[What to do]:
Each line of the data below goes into the copy exactly; pictures do not.

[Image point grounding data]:

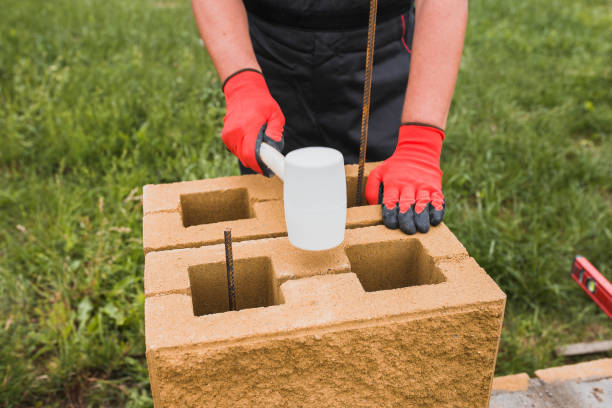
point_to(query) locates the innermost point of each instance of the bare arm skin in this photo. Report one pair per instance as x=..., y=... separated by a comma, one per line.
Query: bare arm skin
x=436, y=51
x=224, y=29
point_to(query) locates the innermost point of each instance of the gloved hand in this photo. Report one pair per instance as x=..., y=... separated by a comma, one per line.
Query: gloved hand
x=409, y=183
x=252, y=117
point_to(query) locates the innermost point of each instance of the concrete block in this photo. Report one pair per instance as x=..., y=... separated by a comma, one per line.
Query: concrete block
x=588, y=371
x=514, y=382
x=195, y=213
x=385, y=319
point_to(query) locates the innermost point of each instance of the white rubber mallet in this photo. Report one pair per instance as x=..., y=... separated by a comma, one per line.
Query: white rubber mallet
x=314, y=193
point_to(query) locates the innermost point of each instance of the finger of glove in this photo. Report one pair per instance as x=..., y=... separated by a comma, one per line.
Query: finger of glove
x=390, y=207
x=276, y=124
x=437, y=200
x=407, y=197
x=260, y=164
x=406, y=221
x=374, y=186
x=389, y=216
x=435, y=216
x=421, y=211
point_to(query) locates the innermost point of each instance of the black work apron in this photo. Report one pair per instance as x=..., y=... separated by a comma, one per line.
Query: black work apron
x=313, y=62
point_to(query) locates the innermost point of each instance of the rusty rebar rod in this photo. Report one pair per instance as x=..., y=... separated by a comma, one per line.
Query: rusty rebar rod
x=229, y=265
x=367, y=88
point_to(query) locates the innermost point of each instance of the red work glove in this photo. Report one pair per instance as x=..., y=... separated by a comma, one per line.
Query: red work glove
x=409, y=183
x=252, y=117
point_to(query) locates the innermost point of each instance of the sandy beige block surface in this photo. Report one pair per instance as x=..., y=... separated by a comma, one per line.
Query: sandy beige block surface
x=195, y=213
x=385, y=319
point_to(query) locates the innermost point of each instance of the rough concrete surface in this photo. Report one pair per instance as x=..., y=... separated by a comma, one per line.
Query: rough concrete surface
x=588, y=371
x=563, y=394
x=515, y=382
x=195, y=213
x=385, y=319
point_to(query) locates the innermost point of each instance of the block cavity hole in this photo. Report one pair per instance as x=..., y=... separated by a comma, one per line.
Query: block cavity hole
x=215, y=206
x=254, y=285
x=393, y=265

[Expected output]:
point_to(query) locates the innermost point of each instance of the bare arm skin in this photo. Report one pair per instance as x=..., y=... separated by a comma, one per line.
Query: bare arm skin
x=436, y=51
x=224, y=29
point_to(query) locates the innermost point of each instance of the gloved hand in this photo. Report one pair per instance as x=..., y=... separated by a comma, one per line.
Query: gloved hand
x=409, y=183
x=252, y=117
point_to(query) locates the innermost point of each instance of the concrete block in this photo. Report one pair per instance as x=..., y=... separated by a comma, one per line.
Query: concrete block
x=588, y=371
x=514, y=382
x=195, y=213
x=385, y=319
point_to(query) locates the innermost point of each instance of the white rubber mallet in this photo. Report one pair per instance as x=..., y=... separated by a comma, one per line.
Query: white rubber mallet
x=314, y=193
point_to(query) locates the innermost point of each instance of the finger of glove in this photo. Report one pair per instance as x=..., y=... separated by a comma, one per line.
Query: finger of glove
x=390, y=207
x=276, y=124
x=437, y=200
x=407, y=197
x=260, y=164
x=406, y=221
x=374, y=186
x=389, y=216
x=435, y=216
x=421, y=211
point_to(query) locates the innermost point of each instance of the black work apron in this photo. Report one pair per instance as x=..., y=... separated by a comma, one per line.
Query: black work apron
x=313, y=62
point_to(query) locates the innermost point of each instance of the rusty rebar rod in this photo. Report one pair per instance as x=..., y=... separated by a comma, one per line.
Query: rusty rebar rod
x=229, y=265
x=367, y=88
point_to(query) locates the innermost point of each instance of the red work glove in this photo. Report one pair per instance as x=..., y=... separated by a comma, one per line.
Query: red work glove
x=409, y=183
x=252, y=117
point_to(query) locates the innermost point of each instance of the sandy beige block surface in this photo. Report one pair per instance as x=..., y=... separated by a comma, one per line.
Query: sandy beige block surface
x=195, y=213
x=385, y=319
point_to(query) locates the innermost point of each instance of the rough concrete surface in this photo. Report one pair per instance as x=..., y=... separated by a comma, one per line.
Query: rough concrete surface
x=588, y=371
x=563, y=394
x=515, y=382
x=195, y=213
x=385, y=319
point_to(query) locates the innermost point of each instance of the block cavity hole in this photo. Report one pair per instance as x=..., y=... separated by a comma, one per line.
Query: block cavity hole
x=215, y=206
x=254, y=285
x=393, y=265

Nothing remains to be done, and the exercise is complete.